Segment Open

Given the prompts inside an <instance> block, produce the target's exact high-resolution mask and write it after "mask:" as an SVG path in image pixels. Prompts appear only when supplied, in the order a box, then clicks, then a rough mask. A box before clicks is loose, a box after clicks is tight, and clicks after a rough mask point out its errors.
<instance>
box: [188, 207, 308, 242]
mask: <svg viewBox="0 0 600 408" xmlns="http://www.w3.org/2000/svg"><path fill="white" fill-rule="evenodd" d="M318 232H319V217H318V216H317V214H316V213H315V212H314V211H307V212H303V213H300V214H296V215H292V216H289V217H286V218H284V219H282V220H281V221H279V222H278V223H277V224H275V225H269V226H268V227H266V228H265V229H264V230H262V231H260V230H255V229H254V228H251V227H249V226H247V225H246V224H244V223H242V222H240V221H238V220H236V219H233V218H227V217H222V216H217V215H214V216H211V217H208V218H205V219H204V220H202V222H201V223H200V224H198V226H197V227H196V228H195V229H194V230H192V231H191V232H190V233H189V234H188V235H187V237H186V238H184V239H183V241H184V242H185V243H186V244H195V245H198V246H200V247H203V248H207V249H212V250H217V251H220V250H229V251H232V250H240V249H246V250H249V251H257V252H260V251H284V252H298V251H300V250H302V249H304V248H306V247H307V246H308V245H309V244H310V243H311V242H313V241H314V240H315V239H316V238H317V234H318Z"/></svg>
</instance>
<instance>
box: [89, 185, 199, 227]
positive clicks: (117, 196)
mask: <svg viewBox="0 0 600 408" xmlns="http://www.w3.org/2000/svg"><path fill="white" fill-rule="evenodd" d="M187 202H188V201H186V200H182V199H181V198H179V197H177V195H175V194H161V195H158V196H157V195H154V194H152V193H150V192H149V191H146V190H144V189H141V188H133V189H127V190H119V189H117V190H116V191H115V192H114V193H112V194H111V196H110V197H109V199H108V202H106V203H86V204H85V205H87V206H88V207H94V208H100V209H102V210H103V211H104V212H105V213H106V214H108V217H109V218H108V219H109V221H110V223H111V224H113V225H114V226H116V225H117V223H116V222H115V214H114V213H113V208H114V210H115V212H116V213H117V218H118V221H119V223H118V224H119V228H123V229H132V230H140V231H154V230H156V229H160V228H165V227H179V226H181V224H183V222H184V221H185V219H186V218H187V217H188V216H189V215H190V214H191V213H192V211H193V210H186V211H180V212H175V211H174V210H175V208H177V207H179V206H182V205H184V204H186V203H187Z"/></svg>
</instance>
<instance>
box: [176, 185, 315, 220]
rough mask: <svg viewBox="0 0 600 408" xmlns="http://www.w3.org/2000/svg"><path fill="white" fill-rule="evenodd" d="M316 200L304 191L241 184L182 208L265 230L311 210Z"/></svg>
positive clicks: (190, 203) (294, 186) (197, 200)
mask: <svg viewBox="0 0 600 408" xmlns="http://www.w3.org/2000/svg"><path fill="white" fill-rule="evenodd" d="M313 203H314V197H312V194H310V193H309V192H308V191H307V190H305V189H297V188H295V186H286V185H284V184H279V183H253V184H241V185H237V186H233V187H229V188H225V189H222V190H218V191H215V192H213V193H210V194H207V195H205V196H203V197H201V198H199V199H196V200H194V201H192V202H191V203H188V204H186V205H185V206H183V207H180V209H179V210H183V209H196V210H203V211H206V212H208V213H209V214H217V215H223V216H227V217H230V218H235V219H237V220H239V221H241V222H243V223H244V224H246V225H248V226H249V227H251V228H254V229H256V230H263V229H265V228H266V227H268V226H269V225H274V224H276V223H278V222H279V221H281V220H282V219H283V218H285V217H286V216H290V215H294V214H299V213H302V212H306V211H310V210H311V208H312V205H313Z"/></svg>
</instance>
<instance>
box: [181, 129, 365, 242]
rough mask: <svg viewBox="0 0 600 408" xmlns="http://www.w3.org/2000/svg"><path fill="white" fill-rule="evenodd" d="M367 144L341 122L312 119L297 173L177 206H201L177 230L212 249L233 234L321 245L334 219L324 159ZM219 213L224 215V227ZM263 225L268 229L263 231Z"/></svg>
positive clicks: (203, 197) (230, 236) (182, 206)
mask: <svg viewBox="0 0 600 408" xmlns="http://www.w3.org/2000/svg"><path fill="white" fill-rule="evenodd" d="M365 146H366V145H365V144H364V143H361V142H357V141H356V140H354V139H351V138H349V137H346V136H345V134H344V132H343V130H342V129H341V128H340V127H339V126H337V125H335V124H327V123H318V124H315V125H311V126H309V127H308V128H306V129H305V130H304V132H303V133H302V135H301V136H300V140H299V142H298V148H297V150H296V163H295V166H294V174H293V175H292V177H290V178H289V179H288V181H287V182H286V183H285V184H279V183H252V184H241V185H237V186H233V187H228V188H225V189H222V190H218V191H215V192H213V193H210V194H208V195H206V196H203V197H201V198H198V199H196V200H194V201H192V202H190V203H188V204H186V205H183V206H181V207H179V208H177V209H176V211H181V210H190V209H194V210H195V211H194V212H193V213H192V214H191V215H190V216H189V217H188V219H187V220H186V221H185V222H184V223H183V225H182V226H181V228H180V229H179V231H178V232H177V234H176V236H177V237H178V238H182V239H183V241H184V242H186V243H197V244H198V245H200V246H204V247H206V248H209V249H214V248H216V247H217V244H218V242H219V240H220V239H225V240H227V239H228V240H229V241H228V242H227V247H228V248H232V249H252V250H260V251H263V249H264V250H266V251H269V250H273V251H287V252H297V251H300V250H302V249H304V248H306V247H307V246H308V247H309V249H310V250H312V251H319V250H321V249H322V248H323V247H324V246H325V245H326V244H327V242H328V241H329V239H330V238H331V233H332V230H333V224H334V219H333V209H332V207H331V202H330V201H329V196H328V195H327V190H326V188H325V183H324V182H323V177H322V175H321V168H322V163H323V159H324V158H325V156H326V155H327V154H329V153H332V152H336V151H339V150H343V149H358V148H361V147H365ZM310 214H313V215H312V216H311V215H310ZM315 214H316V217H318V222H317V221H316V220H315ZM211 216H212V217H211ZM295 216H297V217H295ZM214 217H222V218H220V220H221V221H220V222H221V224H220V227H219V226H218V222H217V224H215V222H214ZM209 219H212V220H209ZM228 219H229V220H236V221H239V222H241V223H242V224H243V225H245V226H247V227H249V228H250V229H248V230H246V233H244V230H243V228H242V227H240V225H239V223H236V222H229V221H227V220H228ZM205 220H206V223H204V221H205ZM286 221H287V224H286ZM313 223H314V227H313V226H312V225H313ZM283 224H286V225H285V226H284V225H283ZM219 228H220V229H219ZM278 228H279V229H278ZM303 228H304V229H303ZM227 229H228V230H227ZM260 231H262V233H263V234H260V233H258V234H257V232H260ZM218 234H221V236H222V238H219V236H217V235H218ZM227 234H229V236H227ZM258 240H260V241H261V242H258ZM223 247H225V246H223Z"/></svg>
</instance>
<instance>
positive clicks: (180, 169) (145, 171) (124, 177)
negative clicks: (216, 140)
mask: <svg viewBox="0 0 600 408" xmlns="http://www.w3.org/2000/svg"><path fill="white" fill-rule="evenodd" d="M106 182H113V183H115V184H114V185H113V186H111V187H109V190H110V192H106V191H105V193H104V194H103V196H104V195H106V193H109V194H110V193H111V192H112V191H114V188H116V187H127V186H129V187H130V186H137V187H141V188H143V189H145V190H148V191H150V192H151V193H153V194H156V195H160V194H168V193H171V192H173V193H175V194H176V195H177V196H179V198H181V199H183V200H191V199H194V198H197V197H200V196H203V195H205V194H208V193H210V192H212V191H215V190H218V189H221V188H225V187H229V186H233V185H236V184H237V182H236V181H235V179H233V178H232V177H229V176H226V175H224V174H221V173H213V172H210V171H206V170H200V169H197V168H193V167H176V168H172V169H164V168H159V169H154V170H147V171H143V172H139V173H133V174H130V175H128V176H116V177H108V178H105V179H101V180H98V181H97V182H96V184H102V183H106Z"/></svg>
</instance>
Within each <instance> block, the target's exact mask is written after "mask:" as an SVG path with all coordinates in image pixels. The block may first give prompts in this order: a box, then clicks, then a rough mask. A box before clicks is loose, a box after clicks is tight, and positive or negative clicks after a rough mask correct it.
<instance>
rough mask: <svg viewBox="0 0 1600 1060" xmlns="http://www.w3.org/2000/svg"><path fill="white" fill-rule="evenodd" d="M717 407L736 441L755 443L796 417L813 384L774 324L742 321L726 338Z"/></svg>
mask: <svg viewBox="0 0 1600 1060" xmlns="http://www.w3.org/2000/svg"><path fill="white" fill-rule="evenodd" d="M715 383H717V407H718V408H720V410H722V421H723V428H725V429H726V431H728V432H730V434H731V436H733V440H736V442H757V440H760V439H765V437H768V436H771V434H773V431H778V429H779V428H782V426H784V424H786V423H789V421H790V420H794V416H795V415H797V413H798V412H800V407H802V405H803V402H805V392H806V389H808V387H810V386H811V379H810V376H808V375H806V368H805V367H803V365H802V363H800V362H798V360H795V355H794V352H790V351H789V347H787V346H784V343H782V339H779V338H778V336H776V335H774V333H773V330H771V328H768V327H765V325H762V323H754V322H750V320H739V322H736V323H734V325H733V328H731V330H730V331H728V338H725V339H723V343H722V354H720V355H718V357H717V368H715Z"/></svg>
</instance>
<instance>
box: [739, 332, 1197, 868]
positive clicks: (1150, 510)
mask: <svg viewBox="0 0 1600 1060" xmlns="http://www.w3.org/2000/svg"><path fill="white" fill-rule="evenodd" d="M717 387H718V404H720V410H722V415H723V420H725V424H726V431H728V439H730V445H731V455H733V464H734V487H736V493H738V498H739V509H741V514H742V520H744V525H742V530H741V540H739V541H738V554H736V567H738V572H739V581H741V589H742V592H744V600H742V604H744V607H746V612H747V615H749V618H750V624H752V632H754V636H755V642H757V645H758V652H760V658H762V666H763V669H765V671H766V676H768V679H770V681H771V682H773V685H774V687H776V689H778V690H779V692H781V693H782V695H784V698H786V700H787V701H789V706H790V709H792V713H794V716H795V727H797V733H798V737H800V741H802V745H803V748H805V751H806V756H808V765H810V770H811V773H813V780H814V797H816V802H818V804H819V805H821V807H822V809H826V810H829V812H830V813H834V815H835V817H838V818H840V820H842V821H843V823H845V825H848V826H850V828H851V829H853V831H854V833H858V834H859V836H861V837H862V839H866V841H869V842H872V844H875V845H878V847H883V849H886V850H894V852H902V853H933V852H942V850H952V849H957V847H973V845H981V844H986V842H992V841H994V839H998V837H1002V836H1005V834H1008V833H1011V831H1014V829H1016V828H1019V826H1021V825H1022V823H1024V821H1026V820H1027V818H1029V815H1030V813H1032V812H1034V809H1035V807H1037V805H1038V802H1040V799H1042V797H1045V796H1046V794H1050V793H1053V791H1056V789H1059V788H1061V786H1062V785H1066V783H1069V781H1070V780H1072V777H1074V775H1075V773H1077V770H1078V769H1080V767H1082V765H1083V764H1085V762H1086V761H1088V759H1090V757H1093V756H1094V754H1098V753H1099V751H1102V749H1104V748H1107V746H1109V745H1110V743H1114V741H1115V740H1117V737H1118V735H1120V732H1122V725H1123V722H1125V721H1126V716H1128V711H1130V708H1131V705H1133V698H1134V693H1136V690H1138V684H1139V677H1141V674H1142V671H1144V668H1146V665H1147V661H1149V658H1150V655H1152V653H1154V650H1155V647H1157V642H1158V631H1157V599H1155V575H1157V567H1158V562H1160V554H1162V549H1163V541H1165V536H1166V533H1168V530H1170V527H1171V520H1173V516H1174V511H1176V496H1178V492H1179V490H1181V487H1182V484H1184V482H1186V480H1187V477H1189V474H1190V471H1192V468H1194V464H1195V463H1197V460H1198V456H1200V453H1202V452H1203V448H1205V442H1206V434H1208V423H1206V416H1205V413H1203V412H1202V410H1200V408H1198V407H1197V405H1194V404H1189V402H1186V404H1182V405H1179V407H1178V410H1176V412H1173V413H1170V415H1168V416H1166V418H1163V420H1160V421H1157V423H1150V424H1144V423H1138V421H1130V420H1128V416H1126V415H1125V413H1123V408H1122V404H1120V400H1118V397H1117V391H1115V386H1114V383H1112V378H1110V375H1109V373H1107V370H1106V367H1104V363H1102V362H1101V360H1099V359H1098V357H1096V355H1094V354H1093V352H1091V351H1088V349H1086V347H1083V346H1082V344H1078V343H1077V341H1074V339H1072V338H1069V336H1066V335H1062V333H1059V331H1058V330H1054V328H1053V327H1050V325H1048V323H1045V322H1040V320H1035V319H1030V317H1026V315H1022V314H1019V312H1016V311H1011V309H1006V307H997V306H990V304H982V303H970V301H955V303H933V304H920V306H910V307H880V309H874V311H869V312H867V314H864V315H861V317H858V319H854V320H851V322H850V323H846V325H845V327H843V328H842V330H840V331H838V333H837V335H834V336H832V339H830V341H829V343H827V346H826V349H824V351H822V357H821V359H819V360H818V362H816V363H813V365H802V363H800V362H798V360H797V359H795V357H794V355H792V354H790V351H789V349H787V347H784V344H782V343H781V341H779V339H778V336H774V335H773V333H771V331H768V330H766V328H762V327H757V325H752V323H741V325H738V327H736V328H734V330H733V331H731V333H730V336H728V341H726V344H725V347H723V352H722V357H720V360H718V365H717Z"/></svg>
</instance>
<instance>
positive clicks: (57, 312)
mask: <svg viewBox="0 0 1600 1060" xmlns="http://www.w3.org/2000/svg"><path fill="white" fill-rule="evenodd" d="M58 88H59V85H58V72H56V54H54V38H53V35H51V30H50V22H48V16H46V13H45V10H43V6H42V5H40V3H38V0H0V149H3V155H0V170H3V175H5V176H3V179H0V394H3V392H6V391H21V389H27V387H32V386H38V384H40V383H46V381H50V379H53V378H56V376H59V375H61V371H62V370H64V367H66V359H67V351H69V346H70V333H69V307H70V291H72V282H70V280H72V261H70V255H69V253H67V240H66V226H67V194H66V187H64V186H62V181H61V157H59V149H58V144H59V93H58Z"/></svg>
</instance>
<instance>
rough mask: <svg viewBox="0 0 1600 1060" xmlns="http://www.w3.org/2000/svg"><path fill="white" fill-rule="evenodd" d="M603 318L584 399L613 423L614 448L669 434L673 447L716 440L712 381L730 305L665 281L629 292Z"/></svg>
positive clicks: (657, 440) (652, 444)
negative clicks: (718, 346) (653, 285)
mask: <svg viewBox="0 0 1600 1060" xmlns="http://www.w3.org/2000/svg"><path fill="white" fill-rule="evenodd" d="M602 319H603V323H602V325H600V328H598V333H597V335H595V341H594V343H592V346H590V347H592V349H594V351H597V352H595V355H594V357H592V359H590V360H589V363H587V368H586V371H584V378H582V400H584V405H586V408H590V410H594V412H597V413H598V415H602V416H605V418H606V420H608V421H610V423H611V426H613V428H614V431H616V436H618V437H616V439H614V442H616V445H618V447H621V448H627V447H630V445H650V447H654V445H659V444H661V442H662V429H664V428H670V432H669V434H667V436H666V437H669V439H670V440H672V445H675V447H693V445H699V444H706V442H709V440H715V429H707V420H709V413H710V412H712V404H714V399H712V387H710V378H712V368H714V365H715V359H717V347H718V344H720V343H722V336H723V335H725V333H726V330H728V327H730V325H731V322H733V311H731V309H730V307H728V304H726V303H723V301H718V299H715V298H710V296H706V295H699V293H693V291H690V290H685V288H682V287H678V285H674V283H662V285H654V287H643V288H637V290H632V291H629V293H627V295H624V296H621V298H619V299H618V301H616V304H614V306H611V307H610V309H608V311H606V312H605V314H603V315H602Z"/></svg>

Segment Closed

_Problem statement_
Rewrite the listing from its first line through the line containing "box: [188, 207, 308, 242]", changing "high-resolution" to "full-resolution" and leaving everything else unchanged.

_Expected output_
Given the prompts inside an <instance> block, produce the target's exact full-resolution mask and write it after "mask:" as an SVG path in image pixels. Prompts appear only when supplied, in the order a box, then clicks, then a rough mask. A box before clicks is loose, a box after clicks is tight, and clicks after a rough mask point out its errors.
<instance>
box: [188, 207, 308, 242]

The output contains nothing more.